### Aufgabe
Schreib aus dem folgenden Text über den Livestream den Abschnitt ab, der mit den Worten „Mit einem: „This“ beginnt und mit „Abend unter uns.“ endet. Tausche darin „Kommentarspalte“ gegen „Chatspalte“.

### Textauszug
• • • •
Mit einem: „This Live Stream Is About To Start“ werde ich dort willkommen geheißen. Instinktiv wandert meine Aufmerksamkeit zur Kommentarspalte. Wollen wir doch mal sehen, was dort so los ist. Hmm, Kommentarfunktion deaktiviert. Schade eigentlich, gerade der Austausch mit den anderen Fans hat bei diesen Livestreams für mich bisher irgendwie immer erheblich zur Stimmung beigetragen. Nagut ihr drei, dann bleiben wir wohl heute Abend unter uns.

Mit einem kräftigen „We are Biffy Fucking Clyro“ begrüßen uns die Jungs dann pünktlich um 21:00 Uhr offiziell zu ihrer Supersause und am Beispiel von „Victory Over The Sun“ kriegen wir den Soundcheck in Schwarzweiß präsentiert. Unten rechts in der Ecke startet ein Countdown. Noch 25 Minuten, bis das Highlight des Abends beginnt.
• • • •
### Bereitgestellte Angaben
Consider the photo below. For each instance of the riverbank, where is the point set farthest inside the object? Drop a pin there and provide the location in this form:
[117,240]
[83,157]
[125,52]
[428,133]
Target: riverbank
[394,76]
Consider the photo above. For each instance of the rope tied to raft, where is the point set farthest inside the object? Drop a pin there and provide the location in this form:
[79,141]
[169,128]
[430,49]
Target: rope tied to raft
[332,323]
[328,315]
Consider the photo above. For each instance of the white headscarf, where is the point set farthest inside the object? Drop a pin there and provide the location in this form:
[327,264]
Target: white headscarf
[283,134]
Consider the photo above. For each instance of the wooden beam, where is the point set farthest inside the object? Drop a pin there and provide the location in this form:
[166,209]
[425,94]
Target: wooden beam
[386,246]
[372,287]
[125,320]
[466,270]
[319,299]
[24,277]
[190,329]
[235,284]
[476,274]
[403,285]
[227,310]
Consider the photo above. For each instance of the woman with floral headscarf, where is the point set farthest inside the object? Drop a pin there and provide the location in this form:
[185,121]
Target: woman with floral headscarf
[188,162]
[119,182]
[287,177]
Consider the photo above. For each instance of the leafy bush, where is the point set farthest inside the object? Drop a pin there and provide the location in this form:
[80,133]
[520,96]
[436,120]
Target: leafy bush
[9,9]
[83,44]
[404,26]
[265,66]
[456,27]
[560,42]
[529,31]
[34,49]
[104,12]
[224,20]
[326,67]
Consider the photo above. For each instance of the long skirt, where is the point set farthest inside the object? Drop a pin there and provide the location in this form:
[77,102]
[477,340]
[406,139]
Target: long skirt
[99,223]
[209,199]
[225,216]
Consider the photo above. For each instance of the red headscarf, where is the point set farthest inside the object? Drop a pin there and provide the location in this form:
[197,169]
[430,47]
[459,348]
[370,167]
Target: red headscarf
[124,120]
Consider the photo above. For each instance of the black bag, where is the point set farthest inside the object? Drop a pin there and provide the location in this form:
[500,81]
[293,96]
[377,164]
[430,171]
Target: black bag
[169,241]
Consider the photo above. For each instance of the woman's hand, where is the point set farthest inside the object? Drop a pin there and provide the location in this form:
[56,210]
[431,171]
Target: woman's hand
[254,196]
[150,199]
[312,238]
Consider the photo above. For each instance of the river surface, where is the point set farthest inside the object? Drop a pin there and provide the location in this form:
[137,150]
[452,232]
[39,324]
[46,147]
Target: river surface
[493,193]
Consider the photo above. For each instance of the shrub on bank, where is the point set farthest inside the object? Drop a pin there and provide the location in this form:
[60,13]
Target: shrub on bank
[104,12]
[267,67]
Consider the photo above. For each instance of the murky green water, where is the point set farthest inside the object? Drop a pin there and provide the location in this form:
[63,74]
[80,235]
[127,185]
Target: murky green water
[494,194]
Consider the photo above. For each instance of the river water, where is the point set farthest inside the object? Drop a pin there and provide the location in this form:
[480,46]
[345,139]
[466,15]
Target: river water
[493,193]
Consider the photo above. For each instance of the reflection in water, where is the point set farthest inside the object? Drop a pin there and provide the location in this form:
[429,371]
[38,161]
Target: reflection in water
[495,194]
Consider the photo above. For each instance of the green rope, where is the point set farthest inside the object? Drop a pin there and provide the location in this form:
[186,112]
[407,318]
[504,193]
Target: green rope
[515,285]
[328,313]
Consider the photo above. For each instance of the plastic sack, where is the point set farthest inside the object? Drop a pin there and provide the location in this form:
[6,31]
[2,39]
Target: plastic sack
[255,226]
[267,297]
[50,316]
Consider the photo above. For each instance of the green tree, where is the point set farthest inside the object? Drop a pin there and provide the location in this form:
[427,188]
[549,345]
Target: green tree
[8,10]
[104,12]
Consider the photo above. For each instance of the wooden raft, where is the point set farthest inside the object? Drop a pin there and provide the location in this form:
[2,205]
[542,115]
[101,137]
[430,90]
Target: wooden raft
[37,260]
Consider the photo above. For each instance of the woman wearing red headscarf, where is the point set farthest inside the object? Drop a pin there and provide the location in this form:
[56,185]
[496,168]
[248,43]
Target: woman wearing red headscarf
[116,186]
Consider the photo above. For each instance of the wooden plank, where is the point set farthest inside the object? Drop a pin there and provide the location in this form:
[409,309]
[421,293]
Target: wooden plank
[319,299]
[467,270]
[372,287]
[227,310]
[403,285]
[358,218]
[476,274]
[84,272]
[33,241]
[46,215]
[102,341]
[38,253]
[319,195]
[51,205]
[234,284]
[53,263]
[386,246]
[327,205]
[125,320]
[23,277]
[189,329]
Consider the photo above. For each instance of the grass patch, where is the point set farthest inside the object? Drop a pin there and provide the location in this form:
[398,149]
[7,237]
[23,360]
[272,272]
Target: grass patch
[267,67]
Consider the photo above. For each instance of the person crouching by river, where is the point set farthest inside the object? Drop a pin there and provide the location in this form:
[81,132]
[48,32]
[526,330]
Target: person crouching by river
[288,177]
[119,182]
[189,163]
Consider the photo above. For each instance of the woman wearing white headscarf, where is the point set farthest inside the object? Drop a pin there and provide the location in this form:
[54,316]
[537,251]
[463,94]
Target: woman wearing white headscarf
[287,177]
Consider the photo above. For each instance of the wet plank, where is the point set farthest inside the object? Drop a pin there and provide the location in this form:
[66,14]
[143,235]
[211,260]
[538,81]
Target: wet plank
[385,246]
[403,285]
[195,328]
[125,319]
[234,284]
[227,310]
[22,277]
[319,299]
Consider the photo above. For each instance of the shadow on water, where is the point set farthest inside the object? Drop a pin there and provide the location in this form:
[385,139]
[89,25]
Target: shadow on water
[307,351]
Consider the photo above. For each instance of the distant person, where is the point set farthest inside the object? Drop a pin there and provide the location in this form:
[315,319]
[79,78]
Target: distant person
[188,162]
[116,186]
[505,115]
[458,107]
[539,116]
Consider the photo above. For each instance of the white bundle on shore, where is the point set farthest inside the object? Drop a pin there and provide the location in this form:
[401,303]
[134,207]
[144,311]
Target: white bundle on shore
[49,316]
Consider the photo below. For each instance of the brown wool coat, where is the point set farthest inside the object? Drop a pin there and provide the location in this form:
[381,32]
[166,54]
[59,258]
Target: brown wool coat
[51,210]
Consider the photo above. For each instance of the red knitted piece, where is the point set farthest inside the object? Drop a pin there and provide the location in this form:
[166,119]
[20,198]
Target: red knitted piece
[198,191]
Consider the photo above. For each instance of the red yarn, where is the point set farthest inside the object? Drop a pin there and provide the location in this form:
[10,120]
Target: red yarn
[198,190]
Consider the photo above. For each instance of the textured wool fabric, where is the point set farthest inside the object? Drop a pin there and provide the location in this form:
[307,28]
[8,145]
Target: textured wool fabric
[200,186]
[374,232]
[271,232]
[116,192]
• • • •
### Ergebnis
Mit einem: „This Live Stream Is About To Start“ werde ich dort willkommen geheißen. Instinktiv wandert meine Aufmerksamkeit zur Chatspalte. Wollen wir doch mal sehen, was dort so los ist. Hmm, Kommentarfunktion deaktiviert. Schade eigentlich, gerade der Austausch mit den anderen Fans hat bei diesen Livestreams für mich bisher irgendwie immer erheblich zur Stimmung beigetragen. Nagut ihr drei, dann bleiben wir wohl heute Abend unter uns.